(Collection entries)
++++++++++++++++++++
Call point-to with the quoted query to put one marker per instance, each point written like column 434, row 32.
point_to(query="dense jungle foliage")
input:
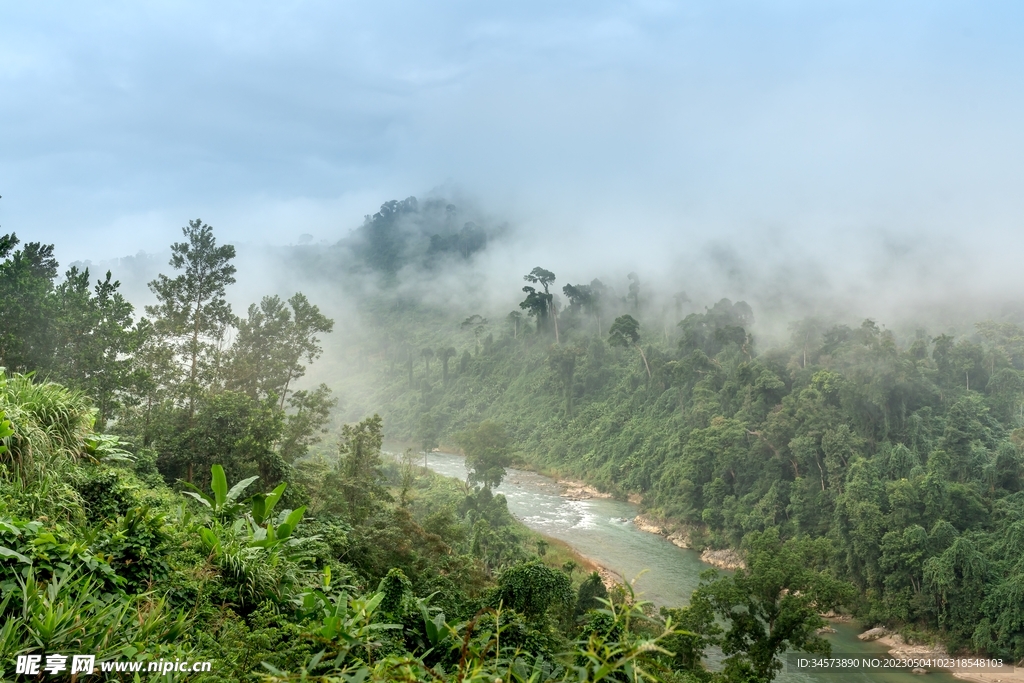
column 904, row 455
column 164, row 496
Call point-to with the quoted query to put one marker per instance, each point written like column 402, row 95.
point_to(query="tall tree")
column 93, row 337
column 26, row 287
column 192, row 313
column 539, row 304
column 358, row 474
column 303, row 344
column 445, row 354
column 625, row 332
column 487, row 453
column 272, row 343
column 306, row 422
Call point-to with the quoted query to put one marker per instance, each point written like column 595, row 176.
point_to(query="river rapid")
column 602, row 530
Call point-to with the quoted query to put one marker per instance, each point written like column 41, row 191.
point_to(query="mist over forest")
column 730, row 290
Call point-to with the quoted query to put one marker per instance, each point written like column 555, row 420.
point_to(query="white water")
column 602, row 529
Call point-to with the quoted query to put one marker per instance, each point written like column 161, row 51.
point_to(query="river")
column 602, row 529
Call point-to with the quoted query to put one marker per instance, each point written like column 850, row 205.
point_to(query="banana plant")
column 223, row 502
column 262, row 504
column 271, row 536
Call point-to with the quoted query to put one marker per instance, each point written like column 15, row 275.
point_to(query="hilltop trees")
column 625, row 332
column 540, row 304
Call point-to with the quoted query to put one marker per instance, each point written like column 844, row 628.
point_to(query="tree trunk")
column 644, row 356
column 554, row 316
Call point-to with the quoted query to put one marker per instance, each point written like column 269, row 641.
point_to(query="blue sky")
column 824, row 129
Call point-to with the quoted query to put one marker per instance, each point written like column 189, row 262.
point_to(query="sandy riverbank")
column 580, row 491
column 679, row 536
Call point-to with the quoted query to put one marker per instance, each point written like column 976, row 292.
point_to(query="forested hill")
column 904, row 453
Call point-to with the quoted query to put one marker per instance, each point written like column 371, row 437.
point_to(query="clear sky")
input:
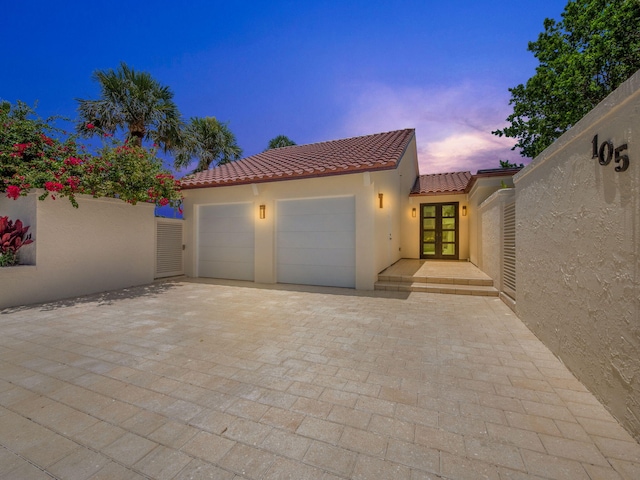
column 313, row 71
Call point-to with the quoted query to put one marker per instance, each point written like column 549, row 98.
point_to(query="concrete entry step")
column 460, row 278
column 451, row 288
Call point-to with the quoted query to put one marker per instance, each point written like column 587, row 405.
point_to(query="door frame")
column 438, row 206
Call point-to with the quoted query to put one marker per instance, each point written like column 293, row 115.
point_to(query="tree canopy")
column 35, row 155
column 583, row 58
column 280, row 141
column 207, row 140
column 132, row 101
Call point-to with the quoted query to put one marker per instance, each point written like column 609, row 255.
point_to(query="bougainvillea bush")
column 33, row 154
column 13, row 236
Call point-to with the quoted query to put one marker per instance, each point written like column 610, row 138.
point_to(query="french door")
column 439, row 231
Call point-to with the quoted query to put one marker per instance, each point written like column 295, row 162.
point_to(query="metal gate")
column 169, row 247
column 509, row 250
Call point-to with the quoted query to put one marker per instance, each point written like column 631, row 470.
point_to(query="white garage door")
column 316, row 241
column 226, row 241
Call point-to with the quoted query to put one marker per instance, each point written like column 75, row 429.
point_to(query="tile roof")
column 381, row 151
column 441, row 183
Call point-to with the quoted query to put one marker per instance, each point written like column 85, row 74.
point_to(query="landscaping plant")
column 34, row 155
column 13, row 236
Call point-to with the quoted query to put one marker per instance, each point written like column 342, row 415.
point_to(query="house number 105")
column 606, row 152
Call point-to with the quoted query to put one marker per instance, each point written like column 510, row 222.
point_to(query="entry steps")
column 438, row 284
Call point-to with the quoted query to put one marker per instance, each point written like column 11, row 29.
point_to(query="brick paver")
column 186, row 379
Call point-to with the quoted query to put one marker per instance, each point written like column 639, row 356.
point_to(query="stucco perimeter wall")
column 578, row 253
column 489, row 221
column 103, row 245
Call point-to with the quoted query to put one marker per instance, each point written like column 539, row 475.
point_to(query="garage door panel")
column 226, row 241
column 317, row 206
column 225, row 254
column 313, row 257
column 231, row 224
column 321, row 275
column 334, row 222
column 222, row 239
column 316, row 239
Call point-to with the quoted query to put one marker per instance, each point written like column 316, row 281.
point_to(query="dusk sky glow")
column 313, row 71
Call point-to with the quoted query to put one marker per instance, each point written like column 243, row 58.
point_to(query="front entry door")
column 439, row 231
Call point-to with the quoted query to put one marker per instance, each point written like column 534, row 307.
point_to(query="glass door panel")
column 439, row 233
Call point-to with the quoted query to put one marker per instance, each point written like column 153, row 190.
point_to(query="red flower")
column 13, row 192
column 53, row 186
column 73, row 182
column 21, row 147
column 73, row 161
column 46, row 139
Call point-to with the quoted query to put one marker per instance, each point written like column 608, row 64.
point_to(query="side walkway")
column 186, row 380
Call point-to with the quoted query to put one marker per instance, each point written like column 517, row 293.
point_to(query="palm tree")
column 135, row 102
column 280, row 141
column 207, row 140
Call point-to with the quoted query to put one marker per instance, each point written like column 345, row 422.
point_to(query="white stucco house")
column 333, row 213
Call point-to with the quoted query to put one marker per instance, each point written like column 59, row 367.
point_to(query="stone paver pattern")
column 223, row 380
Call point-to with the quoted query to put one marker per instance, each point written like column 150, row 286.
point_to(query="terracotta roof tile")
column 381, row 151
column 441, row 183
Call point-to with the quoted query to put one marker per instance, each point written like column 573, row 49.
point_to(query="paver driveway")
column 210, row 380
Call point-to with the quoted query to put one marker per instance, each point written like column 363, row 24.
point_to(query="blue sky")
column 313, row 71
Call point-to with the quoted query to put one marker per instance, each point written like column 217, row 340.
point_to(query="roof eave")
column 249, row 181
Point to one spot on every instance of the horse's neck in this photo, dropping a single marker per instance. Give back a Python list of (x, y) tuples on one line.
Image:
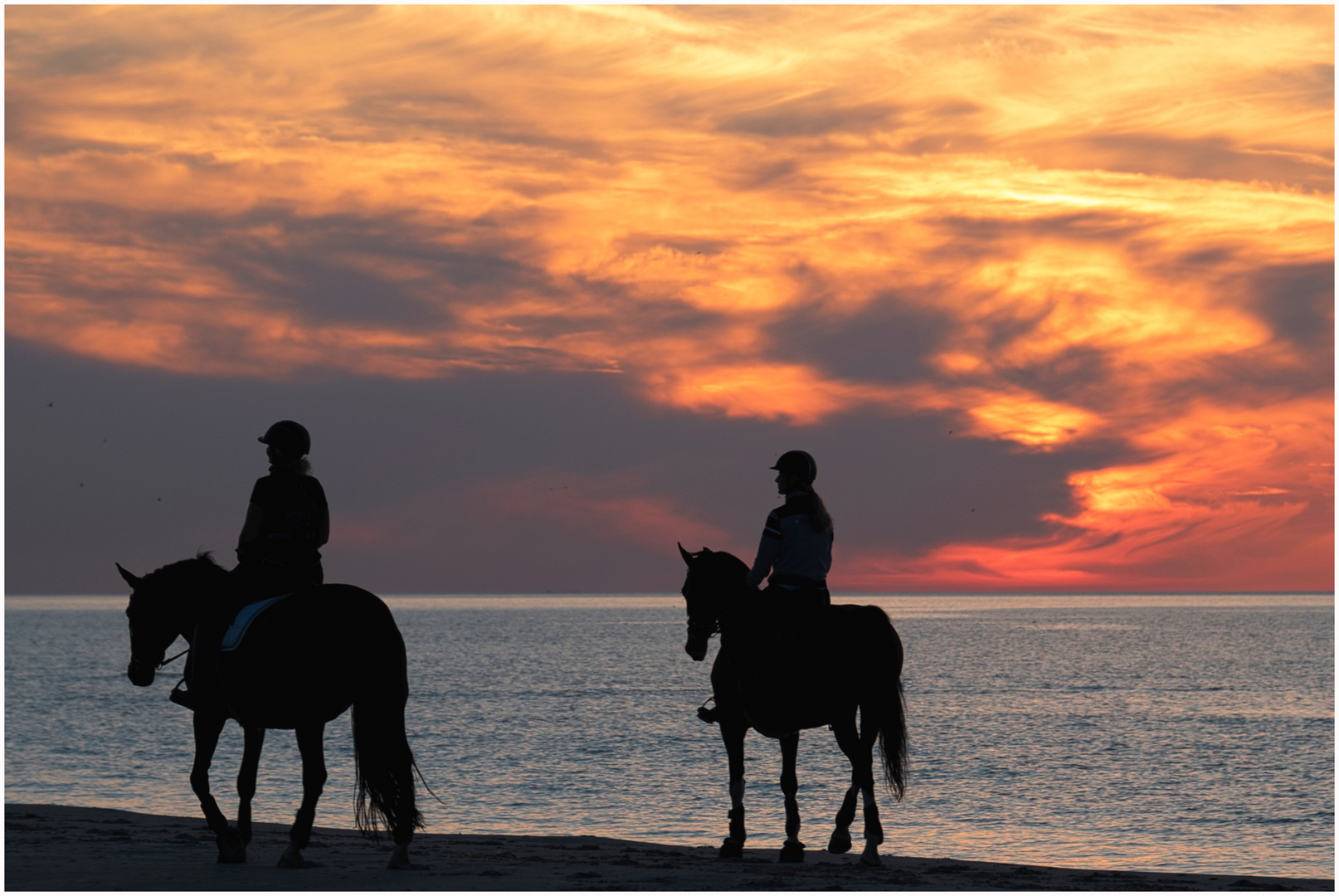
[(198, 601)]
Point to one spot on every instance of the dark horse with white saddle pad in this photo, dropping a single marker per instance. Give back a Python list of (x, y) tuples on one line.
[(785, 669), (304, 660)]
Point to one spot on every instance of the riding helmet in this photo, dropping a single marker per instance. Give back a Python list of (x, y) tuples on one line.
[(798, 465), (288, 437)]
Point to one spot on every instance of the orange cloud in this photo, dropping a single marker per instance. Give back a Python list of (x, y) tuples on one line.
[(1088, 202)]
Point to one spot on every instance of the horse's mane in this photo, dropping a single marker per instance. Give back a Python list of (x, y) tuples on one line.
[(723, 567), (202, 566)]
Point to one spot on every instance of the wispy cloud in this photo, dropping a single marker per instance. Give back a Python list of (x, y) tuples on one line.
[(1057, 224)]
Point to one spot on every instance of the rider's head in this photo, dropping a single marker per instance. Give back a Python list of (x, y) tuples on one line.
[(288, 438), (798, 468)]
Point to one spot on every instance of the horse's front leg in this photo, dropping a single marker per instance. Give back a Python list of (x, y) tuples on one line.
[(733, 730), (314, 781), (207, 728), (253, 741), (793, 850)]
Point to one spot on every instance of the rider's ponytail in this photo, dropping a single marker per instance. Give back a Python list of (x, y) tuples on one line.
[(818, 510)]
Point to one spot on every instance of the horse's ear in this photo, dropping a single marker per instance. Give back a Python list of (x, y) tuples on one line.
[(133, 580)]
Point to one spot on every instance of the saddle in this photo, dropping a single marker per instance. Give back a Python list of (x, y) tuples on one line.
[(242, 621)]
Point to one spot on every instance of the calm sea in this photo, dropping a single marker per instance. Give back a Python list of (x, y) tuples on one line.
[(1164, 733)]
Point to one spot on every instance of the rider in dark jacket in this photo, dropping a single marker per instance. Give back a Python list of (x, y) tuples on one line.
[(287, 520), (277, 551)]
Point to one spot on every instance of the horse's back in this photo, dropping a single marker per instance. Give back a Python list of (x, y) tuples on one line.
[(309, 655), (809, 669)]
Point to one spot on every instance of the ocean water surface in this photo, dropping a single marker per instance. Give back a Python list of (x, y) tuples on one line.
[(1153, 732)]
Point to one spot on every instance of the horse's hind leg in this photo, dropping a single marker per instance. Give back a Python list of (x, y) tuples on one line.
[(314, 781), (850, 743), (733, 733), (793, 850), (255, 739), (207, 728), (859, 750)]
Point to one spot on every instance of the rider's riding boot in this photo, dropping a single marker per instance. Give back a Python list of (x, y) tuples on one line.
[(183, 697)]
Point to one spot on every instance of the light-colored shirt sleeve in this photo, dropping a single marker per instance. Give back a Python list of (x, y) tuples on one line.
[(767, 548)]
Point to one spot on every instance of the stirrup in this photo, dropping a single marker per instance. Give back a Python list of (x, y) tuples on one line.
[(183, 697)]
++++++++++++++++++++
◆ **ASSIGNMENT**: Print out the entries above word for word from the first line to the line containing "555, row 420.", both included, omitting the pictures.

◆ **ANSWER SECTION**:
Call point-to with the quoted query to put one marker per instance, each point written like column 434, row 32.
point_to(query="dense jungle foliage")
input:
column 904, row 455
column 164, row 496
Call point-to with the quoted query to put one marker per instance, each point written like column 402, row 95.
point_to(query="tall tree")
column 93, row 337
column 26, row 287
column 192, row 313
column 539, row 304
column 358, row 474
column 303, row 344
column 445, row 354
column 625, row 332
column 487, row 453
column 272, row 343
column 306, row 422
Call point-to with the quoted query to put one marker per instance, each point written like column 595, row 176.
point_to(query="river rapid")
column 602, row 530
Call point-to with the quoted query to put one marker per instance, each point written like column 41, row 191.
point_to(query="mist over forest")
column 730, row 290
Call point-to with the quoted query to put one marker per instance, each point written like column 555, row 420.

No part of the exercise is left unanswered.